§ **SUPPLIED DATA**
────────────────

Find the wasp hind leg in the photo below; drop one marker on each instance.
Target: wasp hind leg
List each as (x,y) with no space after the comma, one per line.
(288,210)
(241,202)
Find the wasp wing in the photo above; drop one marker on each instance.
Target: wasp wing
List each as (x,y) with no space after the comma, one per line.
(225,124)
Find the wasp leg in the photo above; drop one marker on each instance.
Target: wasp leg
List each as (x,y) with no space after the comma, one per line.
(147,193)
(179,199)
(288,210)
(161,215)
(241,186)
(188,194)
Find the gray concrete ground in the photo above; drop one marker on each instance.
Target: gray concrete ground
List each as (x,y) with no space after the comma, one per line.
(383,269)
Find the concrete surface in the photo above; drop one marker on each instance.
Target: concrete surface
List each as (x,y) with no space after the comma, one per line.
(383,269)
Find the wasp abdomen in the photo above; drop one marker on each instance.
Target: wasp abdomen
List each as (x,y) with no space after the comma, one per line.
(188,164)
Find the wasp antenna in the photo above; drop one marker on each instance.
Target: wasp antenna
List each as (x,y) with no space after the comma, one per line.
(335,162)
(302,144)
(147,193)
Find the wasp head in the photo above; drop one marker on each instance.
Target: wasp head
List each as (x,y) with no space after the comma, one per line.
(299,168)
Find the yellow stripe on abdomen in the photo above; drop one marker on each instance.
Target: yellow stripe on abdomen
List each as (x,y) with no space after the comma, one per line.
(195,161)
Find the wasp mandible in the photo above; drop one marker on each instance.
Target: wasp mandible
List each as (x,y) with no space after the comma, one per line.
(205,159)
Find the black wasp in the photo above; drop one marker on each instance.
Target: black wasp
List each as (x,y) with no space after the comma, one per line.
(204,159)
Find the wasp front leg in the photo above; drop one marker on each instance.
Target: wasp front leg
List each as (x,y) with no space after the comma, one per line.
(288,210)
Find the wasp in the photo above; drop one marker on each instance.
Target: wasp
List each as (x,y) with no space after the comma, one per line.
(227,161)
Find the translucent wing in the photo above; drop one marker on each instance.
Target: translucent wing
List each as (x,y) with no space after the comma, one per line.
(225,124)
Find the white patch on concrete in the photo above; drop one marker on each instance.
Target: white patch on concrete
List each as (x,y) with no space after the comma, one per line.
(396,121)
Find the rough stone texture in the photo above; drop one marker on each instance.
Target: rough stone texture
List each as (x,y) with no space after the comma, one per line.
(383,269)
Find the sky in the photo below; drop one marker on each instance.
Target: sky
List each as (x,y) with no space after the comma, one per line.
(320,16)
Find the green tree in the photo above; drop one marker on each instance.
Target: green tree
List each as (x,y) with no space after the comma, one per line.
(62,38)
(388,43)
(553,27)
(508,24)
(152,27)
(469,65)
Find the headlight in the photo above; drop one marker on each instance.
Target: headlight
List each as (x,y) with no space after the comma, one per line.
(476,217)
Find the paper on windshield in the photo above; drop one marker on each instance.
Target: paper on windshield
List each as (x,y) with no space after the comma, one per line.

────────────────

Search the data for "mandible". Copy every matching line.

Find the wasp mandible in the photo above; drop one marker on each instance.
Target: wasp mandible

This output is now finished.